::: Excerpt provided
The Writer Returns to her Garden…

posted in: History, Where I live, Writing | 4

The neglected garden

My website has a been a bit of a neglected garden of late, somewhat overgrown, no new plantings. Many of you will know why: in November my other half, David, was diagnosed with stage 4 renal cancer, and we are both still in shock. This was discovered as a result of a car accident and he is still suffering a great deal of pain as the cancer meds slow down the healing of his broken bones.

So, what does a writer do?

This writer has put everyone on hold for the past two months as we recalibrate our lives and come to terms with what cancer forums call ‘the new normal’.

Trouble is, I have an ‘old normal’ and it’s taken me a while to get my head back there but I’m doing so, and David and I are agreed that I must do so. Writing is fundamental to who I am, and I need to make space for it.

To which end…

The Work In Progress

I published a couple of blogs a while back about my father and his WWII experiences in North Africa. I started writing the novel, Misfits & Strangers, a long time ago but it grew unwieldy. I think I now have it a little more under control and am almost 10,000 words into a new draft.

Gone is the modern-day frame story (that might become a separate novel!) and I’m concentrating on the period between the wars and WWII itself.

I’ve always been interested in the shadow cast by war. There is a family story that my maternal grandfather was buried alive during the First World War. He came home, but he was never the same. He’d go walkabout, be missing for days on end, but he always came back. Until the time he didn’t. I don’t think anyone knew what happened to him after that last disappearance, but then there’s a lot about that time that didn’t get talked about. I learnt only a few years ago that my maternal grandmother was a drinker and that on one occasion my mother found her just in time after a suicide attempt. My mother herself was a very troubled woman and it seems to me (though no one remains alive to discuss it) that there is a thread running from the war, to my grandmother and mother to me.
::::::
::: Dataset content
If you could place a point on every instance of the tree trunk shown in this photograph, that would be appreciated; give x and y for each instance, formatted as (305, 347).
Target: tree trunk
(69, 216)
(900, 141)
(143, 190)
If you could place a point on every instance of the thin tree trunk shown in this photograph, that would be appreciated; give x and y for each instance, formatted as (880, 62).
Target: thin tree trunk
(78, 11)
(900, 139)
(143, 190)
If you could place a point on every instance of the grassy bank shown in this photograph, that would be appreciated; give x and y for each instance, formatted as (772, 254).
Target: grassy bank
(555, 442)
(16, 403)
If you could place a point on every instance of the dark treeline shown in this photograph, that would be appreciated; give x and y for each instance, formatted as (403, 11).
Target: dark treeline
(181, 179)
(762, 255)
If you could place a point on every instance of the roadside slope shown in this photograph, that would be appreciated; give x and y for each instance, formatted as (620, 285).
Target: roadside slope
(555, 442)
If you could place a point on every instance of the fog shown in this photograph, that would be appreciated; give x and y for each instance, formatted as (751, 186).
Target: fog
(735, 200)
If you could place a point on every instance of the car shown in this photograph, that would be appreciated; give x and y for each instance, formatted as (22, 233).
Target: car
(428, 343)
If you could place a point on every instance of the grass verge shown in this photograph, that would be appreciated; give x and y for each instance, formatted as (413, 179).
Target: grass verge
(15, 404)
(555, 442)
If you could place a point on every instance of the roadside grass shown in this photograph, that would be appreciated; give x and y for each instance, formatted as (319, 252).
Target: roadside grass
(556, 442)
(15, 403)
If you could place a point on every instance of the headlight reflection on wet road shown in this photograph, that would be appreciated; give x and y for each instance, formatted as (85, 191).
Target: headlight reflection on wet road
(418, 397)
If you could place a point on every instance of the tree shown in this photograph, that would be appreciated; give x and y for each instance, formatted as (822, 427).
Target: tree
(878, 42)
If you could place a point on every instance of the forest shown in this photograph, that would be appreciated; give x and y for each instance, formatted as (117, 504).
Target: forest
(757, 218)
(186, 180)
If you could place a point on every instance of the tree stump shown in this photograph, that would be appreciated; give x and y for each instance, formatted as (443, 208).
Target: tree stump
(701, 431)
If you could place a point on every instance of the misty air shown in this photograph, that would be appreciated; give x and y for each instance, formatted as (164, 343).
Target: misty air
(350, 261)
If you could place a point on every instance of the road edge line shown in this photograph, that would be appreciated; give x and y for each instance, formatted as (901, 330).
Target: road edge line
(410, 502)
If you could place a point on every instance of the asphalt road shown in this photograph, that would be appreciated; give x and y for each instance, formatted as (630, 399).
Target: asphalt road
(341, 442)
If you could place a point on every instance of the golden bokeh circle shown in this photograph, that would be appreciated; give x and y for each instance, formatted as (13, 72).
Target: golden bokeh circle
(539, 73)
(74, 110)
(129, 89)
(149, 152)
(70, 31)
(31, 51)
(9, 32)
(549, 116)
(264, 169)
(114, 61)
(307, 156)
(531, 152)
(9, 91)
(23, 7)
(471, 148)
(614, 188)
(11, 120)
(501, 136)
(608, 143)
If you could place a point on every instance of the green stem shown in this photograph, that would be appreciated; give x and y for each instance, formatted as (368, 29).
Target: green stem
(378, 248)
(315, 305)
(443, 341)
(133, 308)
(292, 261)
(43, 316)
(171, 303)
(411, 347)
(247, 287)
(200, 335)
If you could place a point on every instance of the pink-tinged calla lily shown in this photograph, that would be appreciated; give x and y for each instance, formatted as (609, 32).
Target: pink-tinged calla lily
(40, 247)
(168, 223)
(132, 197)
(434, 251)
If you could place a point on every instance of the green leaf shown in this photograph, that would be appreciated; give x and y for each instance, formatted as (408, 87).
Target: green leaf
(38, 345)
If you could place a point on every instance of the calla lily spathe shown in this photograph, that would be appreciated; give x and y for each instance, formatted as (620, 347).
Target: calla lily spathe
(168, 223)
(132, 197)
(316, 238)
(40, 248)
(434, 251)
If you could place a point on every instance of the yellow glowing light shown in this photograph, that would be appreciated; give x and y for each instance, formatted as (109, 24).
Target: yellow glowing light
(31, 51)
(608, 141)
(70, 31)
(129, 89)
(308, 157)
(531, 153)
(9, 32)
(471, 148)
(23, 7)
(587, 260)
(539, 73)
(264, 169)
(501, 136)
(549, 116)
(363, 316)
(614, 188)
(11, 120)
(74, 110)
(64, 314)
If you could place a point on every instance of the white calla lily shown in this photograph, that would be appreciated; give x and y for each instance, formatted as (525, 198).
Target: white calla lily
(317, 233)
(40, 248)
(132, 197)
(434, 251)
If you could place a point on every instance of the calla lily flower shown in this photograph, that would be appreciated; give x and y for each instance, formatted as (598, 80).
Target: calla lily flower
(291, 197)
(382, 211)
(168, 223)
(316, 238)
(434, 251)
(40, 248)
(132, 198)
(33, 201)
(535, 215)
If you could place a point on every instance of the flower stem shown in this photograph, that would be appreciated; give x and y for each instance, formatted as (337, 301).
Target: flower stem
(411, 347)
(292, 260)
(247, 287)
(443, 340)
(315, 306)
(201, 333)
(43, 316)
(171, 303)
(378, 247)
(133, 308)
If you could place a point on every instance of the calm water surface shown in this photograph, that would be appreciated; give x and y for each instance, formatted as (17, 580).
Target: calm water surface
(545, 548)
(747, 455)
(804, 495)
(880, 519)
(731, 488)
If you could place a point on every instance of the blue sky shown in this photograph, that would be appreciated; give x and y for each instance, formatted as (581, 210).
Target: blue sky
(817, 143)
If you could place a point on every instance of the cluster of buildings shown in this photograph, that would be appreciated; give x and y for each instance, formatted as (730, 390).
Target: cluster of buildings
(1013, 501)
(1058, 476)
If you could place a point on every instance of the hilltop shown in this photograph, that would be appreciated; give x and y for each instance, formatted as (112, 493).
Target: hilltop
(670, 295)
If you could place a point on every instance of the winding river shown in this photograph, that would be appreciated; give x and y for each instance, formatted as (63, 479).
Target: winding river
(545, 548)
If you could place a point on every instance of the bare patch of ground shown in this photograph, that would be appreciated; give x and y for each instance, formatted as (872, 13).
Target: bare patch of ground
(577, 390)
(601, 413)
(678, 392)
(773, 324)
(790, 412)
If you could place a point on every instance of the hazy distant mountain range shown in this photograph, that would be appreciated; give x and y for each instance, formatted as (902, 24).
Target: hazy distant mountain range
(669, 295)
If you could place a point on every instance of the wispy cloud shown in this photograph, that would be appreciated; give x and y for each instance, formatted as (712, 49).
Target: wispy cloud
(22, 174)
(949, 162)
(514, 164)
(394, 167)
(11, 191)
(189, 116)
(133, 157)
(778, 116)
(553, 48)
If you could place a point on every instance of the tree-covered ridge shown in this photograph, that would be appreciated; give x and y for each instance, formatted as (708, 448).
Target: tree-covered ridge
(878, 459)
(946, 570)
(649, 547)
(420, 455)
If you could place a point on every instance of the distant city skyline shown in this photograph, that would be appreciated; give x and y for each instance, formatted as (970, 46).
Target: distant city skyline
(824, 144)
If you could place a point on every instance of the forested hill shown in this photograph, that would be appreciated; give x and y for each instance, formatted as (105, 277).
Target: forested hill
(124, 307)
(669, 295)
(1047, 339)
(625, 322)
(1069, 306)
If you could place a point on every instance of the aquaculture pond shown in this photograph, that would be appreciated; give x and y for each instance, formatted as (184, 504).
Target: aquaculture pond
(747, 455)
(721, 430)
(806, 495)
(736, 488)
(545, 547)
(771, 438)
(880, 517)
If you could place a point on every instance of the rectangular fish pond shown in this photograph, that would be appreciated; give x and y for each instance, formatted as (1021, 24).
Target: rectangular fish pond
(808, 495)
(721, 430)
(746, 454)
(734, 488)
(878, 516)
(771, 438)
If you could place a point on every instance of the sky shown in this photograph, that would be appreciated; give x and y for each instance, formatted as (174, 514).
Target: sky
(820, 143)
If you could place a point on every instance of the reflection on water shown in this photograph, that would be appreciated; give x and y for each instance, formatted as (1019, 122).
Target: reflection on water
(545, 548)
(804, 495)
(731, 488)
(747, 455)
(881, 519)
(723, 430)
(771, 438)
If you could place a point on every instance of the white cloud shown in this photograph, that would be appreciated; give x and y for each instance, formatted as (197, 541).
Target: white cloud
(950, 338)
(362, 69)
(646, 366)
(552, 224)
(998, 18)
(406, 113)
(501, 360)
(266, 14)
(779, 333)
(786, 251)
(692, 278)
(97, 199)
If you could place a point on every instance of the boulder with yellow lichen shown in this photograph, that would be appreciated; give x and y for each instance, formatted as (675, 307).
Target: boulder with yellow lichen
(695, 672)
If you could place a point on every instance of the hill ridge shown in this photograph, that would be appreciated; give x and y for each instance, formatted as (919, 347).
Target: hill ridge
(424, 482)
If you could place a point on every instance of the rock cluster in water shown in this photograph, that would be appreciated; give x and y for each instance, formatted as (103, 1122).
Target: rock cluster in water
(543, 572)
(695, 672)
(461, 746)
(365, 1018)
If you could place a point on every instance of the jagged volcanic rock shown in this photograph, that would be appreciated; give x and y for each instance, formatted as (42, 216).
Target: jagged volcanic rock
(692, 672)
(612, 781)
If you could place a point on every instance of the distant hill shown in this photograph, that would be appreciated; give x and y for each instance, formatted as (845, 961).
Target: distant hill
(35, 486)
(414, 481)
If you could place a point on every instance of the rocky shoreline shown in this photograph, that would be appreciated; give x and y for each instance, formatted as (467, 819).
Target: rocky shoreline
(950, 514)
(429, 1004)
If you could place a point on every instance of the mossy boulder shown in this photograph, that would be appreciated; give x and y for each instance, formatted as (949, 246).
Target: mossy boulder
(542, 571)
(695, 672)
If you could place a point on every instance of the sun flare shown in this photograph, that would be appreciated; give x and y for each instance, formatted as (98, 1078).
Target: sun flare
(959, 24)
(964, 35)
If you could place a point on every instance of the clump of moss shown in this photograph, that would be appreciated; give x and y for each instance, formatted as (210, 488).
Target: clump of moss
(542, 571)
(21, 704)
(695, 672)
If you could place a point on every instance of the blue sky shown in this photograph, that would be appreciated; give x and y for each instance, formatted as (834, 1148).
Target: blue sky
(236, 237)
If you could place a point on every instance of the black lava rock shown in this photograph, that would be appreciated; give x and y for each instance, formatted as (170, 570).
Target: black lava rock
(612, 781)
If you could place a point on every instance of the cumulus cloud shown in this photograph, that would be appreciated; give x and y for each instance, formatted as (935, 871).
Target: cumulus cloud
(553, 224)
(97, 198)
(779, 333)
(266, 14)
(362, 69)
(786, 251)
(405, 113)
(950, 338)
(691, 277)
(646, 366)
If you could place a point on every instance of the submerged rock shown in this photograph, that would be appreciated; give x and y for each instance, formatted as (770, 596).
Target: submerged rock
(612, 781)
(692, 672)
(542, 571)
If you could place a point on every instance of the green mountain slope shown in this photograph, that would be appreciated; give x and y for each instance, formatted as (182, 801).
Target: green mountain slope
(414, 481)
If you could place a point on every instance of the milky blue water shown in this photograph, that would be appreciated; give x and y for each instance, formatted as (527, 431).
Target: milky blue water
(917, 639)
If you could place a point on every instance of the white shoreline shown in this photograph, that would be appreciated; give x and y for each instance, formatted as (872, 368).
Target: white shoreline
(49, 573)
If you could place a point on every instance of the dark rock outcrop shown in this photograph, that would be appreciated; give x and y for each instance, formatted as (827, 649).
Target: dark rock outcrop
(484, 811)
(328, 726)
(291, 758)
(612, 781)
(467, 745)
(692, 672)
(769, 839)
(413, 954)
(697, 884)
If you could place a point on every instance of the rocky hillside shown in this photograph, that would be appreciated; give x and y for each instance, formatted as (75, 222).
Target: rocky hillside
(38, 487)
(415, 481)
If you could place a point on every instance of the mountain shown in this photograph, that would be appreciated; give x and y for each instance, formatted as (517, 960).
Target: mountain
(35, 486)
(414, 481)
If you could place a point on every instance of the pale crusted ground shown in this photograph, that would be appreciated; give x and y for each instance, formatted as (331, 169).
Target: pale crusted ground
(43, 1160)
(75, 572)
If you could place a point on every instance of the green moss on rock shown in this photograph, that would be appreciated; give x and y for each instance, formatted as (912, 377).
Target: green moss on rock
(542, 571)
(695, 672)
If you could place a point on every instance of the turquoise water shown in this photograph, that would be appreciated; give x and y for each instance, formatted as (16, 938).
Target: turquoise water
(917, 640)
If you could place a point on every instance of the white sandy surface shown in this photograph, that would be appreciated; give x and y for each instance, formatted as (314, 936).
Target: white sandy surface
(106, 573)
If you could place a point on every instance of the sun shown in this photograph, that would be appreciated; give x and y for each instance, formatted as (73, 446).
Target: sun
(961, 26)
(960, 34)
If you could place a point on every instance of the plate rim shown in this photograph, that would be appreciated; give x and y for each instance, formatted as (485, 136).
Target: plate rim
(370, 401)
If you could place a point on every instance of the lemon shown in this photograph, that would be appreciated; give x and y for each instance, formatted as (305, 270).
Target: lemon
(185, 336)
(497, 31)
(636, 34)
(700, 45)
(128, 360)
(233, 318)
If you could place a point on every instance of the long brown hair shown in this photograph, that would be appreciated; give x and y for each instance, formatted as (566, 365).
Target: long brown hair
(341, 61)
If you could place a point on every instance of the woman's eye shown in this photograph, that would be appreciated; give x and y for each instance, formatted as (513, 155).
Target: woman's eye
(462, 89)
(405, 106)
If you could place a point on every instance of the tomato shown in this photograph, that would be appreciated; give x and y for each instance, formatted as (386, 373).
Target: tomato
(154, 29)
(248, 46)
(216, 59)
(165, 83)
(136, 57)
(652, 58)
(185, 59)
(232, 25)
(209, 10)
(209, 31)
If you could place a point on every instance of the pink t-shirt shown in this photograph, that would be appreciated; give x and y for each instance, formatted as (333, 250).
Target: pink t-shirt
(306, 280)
::::::
§ **Questions to answer**:
A: In the blog post about returning to writing, how far into the new draft of Misfits & Strangers is the writer?
B: Pick up the blog post about returning to writing after its final sentence and continue it.

§ **Response list**:
A: Almost 10,000 words.

B:
These experiences are at the heart of Misfits & Strangers. Jimmy Ash returns from the war forever changed. His daughter Kitty grows up in a household where the slightest noise is likely to startle her father into a panic attack. As she grows, she looks for something more, a family less traumatised. She is who she is, in part, because of her father’s experiences.

On a brighter note, as I’ve said elsewhere, my dad had a great time in North Africa during WWII and this is what I draw on for Harry’s story (before he enlists, Kitty and Harry get married). Not that my dad was the kind of wide-boy Harry is turning out to be, but some of his experiences become Harry’s)

That’s the nature of writing, we plunder our own past and that of our family members and transform it in the interests of a good story. What I do know is that Dad would approve. ‘It’s what you do,’ he once said. ‘You’re a writer. You won’t upset me…’

What a man he was. If Misfits & Strangers is ever published, I think it should be dedicated to a father who kept me sane(ish) in a world which at times did (and still does) feel utterly insane.